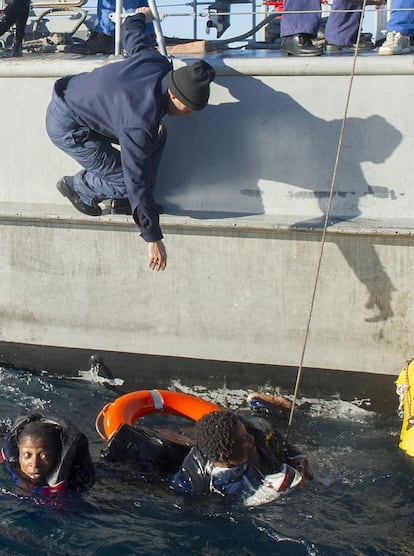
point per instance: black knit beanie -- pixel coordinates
(191, 84)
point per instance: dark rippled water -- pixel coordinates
(359, 503)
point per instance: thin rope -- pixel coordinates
(328, 210)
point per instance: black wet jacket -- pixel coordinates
(194, 477)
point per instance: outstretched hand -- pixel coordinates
(146, 11)
(157, 255)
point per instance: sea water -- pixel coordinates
(360, 501)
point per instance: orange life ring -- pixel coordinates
(128, 408)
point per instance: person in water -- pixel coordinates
(47, 455)
(243, 457)
(240, 455)
(124, 103)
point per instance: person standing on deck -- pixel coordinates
(298, 29)
(124, 102)
(102, 38)
(400, 29)
(15, 13)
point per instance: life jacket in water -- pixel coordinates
(74, 470)
(280, 469)
(405, 391)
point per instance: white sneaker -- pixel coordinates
(395, 43)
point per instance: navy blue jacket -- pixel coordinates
(125, 101)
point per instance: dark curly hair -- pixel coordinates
(215, 434)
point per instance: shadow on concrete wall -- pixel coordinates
(214, 162)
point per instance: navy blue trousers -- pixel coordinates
(402, 22)
(101, 176)
(15, 12)
(341, 28)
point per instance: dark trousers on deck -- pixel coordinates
(16, 12)
(341, 28)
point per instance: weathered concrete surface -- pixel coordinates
(245, 185)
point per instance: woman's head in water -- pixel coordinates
(39, 448)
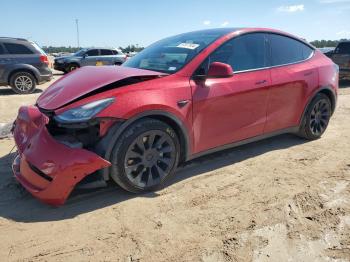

※ ※ ※

* DESCRIPTION OF THE TASK: Could you lay out every one of the lines above as a numbered list, skipping any blank lines and leaving the pictures out?

* FULL SOLUTION:
1. point per instance: black knit beanie -- pixel coordinates
2. (191, 84)
3. point per instance: dark rippled water -- pixel coordinates
4. (359, 503)
5. point per instance: thin rope -- pixel coordinates
6. (328, 210)
7. point per instance: black wet jacket -- pixel coordinates
8. (194, 477)
9. point per instance: outstretched hand -- pixel coordinates
10. (146, 11)
11. (157, 255)
12. point per instance: sea water -- pixel coordinates
13. (360, 501)
14. point per instance: orange life ring -- pixel coordinates
15. (128, 408)
16. point per instance: person in water -- pixel coordinates
17. (47, 455)
18. (243, 457)
19. (240, 455)
20. (124, 103)
21. point per instance: person standing on deck -- pixel coordinates
22. (298, 29)
23. (124, 102)
24. (102, 38)
25. (400, 29)
26. (15, 13)
27. point per instance: life jacket in water -- pixel coordinates
28. (74, 470)
29. (280, 469)
30. (405, 391)
31. point per instance: white sneaker -- pixel coordinates
32. (395, 43)
33. point per instance: navy blue jacket -- pixel coordinates
34. (125, 101)
35. point per instance: dark curly hair -- pixel coordinates
36. (215, 434)
37. point per instance: shadow on concrete wall -- pixel coordinates
38. (214, 162)
39. point per instance: navy blue trousers -- pixel coordinates
40. (402, 22)
41. (101, 176)
42. (15, 12)
43. (341, 28)
44. point per instance: dark trousers on deck -- pixel coordinates
45. (16, 12)
46. (341, 28)
47. point per instance: weathered concrete surface -- pixel coordinates
48. (245, 185)
49. point per instance: woman's head in water -- pixel coordinates
50. (39, 448)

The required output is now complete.